#### Excerpt to read:
Wednesday, August 23, 2017

Ouroboros At Large

Nowadays, it seems impossible to work an entire week without encountering the weasel word that is ‘diversity’. Business corporations organize ‘diversity awareness courses’. Public sector agencies employ ‘Diversity Officers’. My daughter’s university holds an annual ‘Diversity Week’, as do, I presume, most others. This central plank of political correctness has become ubiquitous.

The first online definition I came across read as follows:

‘Diversity awareness is one’s ability to embrace the uniqueness of all individuals along several dimensions such as race, religious beliefs, ethnicity, age, gender, physical abilities, political beliefs, and socio-economic status.’

It sounds benign enough. Even so, such elementary human attitudes used to come under the heading of ‘common courtesy’. Anyone obliged to attend a ‘diversity training’ event would probably receive careful instruction regarding tolerance of others and of their respective opinions and beliefs.

#### Requirement:
Answer these questions about the post on diversity:
1. What does the writer's daughter's university hold every year?
2. According to the quoted definition, diversity awareness is one's ability to do what?
3. Under what heading did such elementary human attitudes use to come?

#### Dataset:
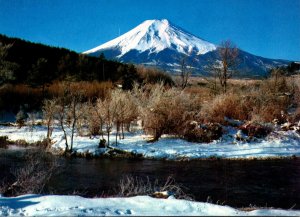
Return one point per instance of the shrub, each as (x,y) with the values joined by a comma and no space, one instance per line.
(4,141)
(230,105)
(255,130)
(165,111)
(154,76)
(203,133)
(32,178)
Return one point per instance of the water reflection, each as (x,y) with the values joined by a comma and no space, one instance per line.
(273,183)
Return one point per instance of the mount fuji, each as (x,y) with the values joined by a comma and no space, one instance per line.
(159,43)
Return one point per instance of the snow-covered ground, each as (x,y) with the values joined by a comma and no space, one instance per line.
(277,144)
(39,205)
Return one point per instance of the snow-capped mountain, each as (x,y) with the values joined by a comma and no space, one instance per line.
(160,43)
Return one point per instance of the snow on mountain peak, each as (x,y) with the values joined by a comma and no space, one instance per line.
(155,36)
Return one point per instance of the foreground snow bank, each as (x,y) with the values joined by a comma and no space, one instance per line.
(277,144)
(38,205)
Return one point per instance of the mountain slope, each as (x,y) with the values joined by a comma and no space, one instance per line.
(161,44)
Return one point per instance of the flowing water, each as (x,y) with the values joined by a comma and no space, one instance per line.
(272,183)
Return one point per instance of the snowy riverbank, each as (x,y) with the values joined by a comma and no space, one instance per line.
(39,205)
(276,144)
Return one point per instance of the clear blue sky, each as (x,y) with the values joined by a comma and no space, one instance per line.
(268,28)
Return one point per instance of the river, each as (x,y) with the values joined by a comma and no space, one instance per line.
(237,183)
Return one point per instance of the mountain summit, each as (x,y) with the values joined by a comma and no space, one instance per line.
(160,43)
(155,36)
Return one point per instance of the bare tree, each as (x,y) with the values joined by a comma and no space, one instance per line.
(68,111)
(108,108)
(185,72)
(48,113)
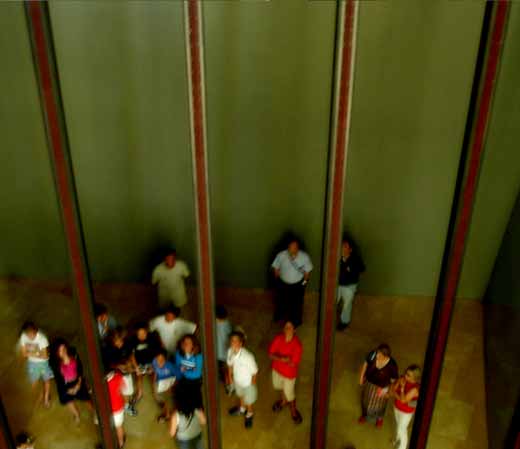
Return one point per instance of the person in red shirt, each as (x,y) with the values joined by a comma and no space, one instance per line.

#### Answer section:
1. An annual 'Diversity Week'.
2. To embrace the uniqueness of all individuals along several dimensions such as race, religious beliefs, ethnicity, age, gender, physical abilities, political beliefs, and socio-economic status.
3. 'Common courtesy'.